QUOTED TEXT
━━━━━━━━
Jess E. Dines of Laguna Beach is 60, single and, when it comes to deciding whom to ask out, very selective.
Dines is interested only in women who've passed a test that he finds far more revealing than talk.
"I won't date anybody until I look at her handwriting," he says. "I can tell how honest, how sexual and how secure a woman is by the way she writes."
Handwriting would be kept as private as lingerie if everyone could see the significance behind the way people cross their t's and dot their i's.
Not every woman is eager to submit a handwriting sample before the first date, but Dines has won enough cooperation to be able to say that his hobby has improved his love life.
An interest in exploring ways in which handwriting analysis can improve relationships is what brought Dines and about 30 others to the Adult Children Center in Orange recently for a seminar led by graphoanalyst Sister Mary Sevilla, a member of the order of Sister of St. Joseph of Carondelet.
For some couples, handwriting analysis can be disconcerting because it reveals--or confirms--basic personality differences that may make them wonder how they manage to stay together.
But you don't need matching handwriting--or personalities--to make a relationship work; what's important is understanding differences that might cause conflict, Sevilla says.
━━━━━━━━
STORED RECORDS

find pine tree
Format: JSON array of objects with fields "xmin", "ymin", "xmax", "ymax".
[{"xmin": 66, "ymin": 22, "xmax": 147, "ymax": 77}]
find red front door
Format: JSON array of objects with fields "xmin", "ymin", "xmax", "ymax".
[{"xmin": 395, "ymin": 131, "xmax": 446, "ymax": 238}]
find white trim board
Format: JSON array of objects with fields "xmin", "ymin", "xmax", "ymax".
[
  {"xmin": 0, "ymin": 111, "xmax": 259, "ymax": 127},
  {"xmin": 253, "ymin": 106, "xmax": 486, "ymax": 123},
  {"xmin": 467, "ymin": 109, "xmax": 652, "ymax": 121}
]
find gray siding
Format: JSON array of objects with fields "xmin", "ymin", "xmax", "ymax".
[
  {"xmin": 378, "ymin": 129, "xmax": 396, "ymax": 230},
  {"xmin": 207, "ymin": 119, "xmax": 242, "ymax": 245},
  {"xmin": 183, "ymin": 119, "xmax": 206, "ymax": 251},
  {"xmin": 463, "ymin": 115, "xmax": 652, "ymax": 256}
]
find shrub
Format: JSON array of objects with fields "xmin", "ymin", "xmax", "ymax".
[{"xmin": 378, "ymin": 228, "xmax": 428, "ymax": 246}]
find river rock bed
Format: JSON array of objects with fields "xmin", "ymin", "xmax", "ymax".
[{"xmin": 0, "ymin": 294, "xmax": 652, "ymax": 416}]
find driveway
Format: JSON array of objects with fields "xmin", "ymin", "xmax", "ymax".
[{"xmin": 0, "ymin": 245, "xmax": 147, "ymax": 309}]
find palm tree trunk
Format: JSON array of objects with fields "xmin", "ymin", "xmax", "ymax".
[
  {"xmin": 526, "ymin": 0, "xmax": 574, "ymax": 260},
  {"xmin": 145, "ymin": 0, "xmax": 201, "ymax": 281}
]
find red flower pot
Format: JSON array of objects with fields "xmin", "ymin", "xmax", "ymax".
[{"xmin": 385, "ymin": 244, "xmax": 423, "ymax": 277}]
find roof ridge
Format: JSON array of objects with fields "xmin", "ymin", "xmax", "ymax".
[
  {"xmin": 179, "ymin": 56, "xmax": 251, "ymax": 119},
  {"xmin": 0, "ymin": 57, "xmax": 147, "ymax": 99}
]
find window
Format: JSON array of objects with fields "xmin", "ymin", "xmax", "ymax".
━━━━━━━━
CHALLENGE 1
In the article on handwriting analysis, how old is Jess E. Dines?
CHALLENGE 2
Rewrite the handwriting article between "An interest in" and "to stay together.", inclusive, with "seminar" changed to "workshop".

FULL OUTPUT 1
He is 60.

FULL OUTPUT 2
An interest in exploring ways in which handwriting analysis can improve relationships is what brought Dines and about 30 others to the Adult Children Center in Orange recently for a workshop led by graphoanalyst Sister Mary Sevilla, a member of the order of Sister of St. Joseph of Carondelet.
For some couples, handwriting analysis can be disconcerting because it reveals--or confirms--basic personality differences that may make them wonder how they manage to stay together.